GIVEN DATA Start Marker
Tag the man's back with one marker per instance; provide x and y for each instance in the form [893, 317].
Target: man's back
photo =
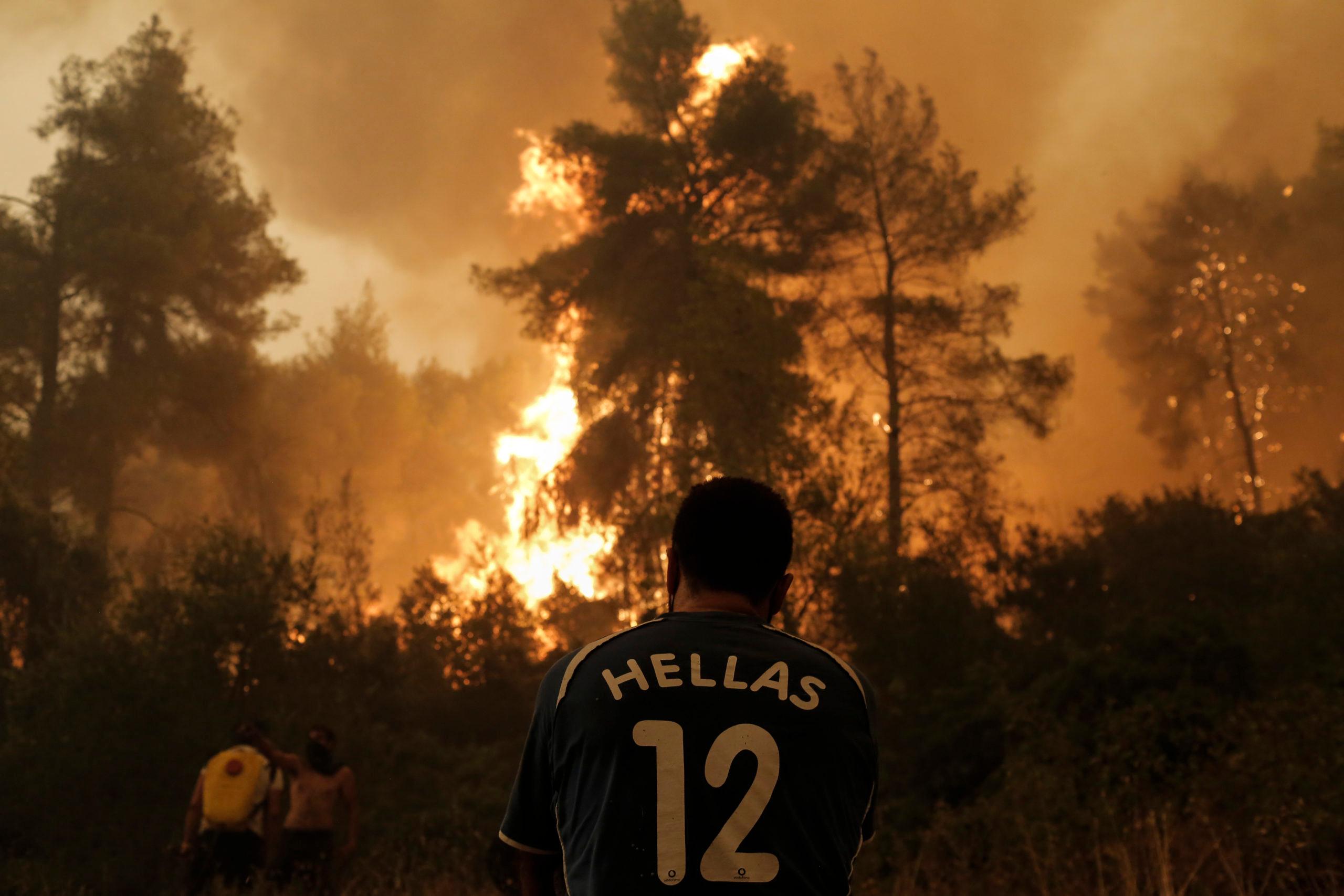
[701, 747]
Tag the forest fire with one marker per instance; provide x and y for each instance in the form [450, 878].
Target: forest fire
[536, 551]
[539, 555]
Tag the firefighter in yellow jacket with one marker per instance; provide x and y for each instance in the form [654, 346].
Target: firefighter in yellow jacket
[233, 813]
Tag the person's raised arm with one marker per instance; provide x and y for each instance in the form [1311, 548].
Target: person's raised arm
[277, 757]
[347, 792]
[191, 828]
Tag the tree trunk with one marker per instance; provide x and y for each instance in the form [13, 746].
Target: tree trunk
[42, 440]
[1240, 419]
[896, 523]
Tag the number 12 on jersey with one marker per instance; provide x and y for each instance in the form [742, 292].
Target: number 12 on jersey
[721, 861]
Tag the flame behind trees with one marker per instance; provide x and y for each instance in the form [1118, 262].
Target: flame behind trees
[687, 361]
[1206, 325]
[904, 312]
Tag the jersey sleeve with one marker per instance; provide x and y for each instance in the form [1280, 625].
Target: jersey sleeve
[530, 820]
[870, 699]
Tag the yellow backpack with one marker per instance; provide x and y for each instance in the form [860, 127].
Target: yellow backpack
[230, 787]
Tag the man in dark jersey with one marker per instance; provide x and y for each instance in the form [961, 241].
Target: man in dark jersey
[704, 749]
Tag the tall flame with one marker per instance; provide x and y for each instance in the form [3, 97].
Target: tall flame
[550, 426]
[548, 430]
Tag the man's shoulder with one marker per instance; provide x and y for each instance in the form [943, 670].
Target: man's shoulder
[557, 680]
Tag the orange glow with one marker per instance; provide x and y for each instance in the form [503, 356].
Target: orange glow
[718, 64]
[546, 433]
[550, 184]
[550, 426]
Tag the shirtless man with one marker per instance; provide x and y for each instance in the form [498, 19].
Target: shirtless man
[318, 785]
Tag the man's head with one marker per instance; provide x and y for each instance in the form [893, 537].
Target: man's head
[733, 536]
[246, 731]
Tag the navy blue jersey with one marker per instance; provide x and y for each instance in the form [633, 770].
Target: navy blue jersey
[699, 750]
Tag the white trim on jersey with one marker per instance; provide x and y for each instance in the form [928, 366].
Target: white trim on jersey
[843, 664]
[526, 848]
[582, 655]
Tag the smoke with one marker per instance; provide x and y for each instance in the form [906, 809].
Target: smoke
[393, 128]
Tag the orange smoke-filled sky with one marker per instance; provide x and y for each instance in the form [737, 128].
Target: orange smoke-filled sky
[386, 135]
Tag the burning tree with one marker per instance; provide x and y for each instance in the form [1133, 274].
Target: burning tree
[689, 224]
[905, 313]
[1205, 324]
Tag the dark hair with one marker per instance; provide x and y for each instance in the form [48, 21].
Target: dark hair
[324, 731]
[734, 535]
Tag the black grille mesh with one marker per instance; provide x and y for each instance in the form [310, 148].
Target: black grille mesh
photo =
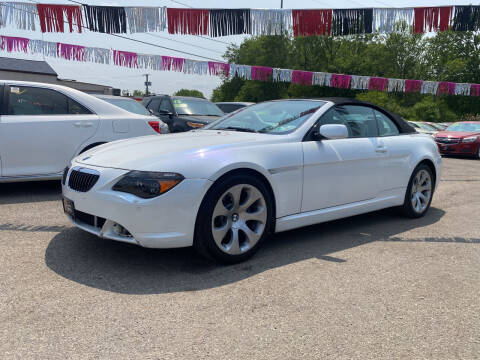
[82, 181]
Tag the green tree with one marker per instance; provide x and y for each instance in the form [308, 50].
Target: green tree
[187, 92]
[447, 56]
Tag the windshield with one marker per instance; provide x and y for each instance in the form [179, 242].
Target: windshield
[129, 105]
[464, 127]
[196, 107]
[274, 117]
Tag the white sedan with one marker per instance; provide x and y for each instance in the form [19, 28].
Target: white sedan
[44, 126]
[267, 168]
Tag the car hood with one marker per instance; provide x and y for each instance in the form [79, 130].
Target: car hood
[456, 134]
[170, 152]
[200, 118]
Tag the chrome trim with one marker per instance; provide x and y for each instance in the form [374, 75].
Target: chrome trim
[283, 169]
[85, 170]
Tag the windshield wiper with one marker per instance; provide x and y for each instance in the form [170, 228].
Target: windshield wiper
[234, 128]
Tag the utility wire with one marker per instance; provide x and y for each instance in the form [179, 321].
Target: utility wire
[125, 37]
[182, 42]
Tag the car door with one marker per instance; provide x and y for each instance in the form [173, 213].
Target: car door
[395, 174]
[167, 113]
[343, 171]
[41, 130]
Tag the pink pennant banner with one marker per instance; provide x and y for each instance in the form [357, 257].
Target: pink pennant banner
[13, 43]
[71, 52]
[170, 63]
[125, 58]
[475, 90]
[302, 77]
[340, 81]
[262, 73]
[413, 85]
[377, 84]
[218, 68]
[446, 88]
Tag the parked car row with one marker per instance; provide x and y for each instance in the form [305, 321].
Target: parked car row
[461, 138]
[43, 126]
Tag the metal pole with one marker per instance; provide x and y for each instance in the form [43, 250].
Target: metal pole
[147, 83]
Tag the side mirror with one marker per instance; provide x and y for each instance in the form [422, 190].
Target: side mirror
[332, 131]
[165, 113]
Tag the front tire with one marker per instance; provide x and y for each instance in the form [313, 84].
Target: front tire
[419, 192]
[234, 219]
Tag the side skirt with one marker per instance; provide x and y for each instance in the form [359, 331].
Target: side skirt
[337, 212]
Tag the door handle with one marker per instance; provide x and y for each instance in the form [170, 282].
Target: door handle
[82, 124]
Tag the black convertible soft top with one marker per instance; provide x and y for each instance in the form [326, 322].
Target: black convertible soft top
[403, 126]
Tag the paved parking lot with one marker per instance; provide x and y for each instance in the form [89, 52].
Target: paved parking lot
[373, 286]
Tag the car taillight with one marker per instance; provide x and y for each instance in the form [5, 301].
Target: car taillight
[155, 126]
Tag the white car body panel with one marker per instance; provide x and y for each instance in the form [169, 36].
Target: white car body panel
[36, 147]
[311, 181]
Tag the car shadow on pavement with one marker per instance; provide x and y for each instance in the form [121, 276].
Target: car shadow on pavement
[124, 268]
[29, 192]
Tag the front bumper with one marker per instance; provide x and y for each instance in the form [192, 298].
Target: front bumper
[167, 221]
[458, 148]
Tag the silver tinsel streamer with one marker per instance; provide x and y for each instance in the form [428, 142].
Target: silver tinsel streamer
[396, 85]
[429, 87]
[22, 15]
[271, 22]
[151, 62]
[384, 20]
[146, 19]
[282, 75]
[359, 82]
[462, 89]
[195, 67]
[144, 61]
[242, 71]
[97, 55]
[321, 78]
[46, 48]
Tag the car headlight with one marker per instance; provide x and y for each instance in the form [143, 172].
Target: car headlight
[195, 125]
[470, 139]
[146, 184]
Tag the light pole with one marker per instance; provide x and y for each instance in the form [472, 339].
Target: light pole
[147, 84]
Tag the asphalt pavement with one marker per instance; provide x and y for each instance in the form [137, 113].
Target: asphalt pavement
[376, 286]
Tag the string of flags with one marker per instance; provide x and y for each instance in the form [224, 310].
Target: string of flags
[225, 22]
[261, 73]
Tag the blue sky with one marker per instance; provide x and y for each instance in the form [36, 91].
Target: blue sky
[168, 82]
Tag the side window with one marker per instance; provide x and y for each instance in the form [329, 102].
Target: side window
[25, 100]
[386, 127]
[166, 105]
[154, 104]
[75, 108]
[360, 121]
[332, 116]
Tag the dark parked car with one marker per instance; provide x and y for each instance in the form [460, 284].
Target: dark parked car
[228, 107]
[182, 113]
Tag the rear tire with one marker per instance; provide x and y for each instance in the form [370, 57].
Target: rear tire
[234, 219]
[419, 194]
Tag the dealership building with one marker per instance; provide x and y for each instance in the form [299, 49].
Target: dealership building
[41, 71]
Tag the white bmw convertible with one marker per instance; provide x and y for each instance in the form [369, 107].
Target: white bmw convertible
[267, 168]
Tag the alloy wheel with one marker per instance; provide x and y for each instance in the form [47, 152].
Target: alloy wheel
[239, 219]
[421, 191]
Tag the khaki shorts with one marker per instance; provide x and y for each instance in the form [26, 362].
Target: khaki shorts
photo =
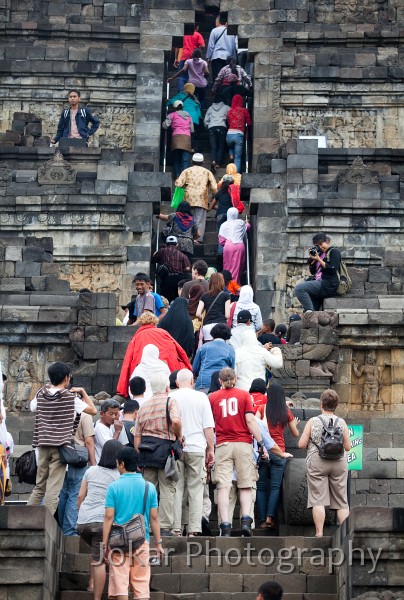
[91, 533]
[327, 482]
[239, 455]
[133, 570]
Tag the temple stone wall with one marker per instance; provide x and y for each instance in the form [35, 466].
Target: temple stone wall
[49, 47]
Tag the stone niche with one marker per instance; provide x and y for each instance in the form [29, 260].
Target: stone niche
[377, 380]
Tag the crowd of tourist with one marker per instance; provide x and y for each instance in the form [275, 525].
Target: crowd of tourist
[196, 402]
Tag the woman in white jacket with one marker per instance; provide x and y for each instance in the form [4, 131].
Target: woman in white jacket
[252, 360]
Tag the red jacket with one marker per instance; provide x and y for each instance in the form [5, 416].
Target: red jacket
[170, 351]
[238, 117]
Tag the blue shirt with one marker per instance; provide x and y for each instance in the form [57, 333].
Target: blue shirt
[213, 356]
[158, 304]
[125, 496]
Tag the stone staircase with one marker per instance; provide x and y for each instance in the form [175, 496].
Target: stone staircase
[214, 568]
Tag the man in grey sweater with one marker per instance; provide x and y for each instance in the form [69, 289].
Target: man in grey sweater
[215, 121]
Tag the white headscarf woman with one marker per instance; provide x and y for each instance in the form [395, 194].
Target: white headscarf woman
[245, 302]
[149, 365]
[231, 237]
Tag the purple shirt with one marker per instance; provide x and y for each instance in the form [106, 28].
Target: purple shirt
[196, 70]
[319, 272]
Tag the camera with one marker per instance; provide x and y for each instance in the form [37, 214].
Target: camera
[315, 250]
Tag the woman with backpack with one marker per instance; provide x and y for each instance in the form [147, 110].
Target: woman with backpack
[278, 418]
[231, 237]
[237, 117]
[326, 477]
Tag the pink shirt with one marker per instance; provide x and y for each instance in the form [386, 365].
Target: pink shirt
[180, 125]
[196, 70]
[74, 132]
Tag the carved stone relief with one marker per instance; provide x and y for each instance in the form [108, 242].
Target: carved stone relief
[95, 277]
[56, 171]
[358, 173]
[352, 11]
[345, 129]
[371, 381]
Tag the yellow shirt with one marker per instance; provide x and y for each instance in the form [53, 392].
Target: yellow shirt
[197, 181]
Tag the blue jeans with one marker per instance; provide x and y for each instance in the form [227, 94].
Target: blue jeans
[217, 140]
[183, 78]
[180, 161]
[67, 508]
[220, 219]
[309, 294]
[268, 507]
[235, 142]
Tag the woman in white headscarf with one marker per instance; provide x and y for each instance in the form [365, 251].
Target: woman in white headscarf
[245, 302]
[252, 360]
[231, 237]
[149, 365]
GIVEN DATA End Marker
### TRY IT
From the line holding "Tag the rear" to the line holding "Tag the white bmw", inclusive, restate each line above exactly as written.

### SOLUTION FOR THIS EXERCISE
Tag the rear tire with one marker per instance; provide x and y for each instance in the form [370, 57].
Target: rear tire
[234, 219]
[419, 194]
Tag the dealership building with one marker per instance; provide x and y for each instance in the form [299, 49].
Target: dealership building
[41, 71]
Tag the white bmw convertible with one marker per instance; provide x and y for each instance in the form [369, 107].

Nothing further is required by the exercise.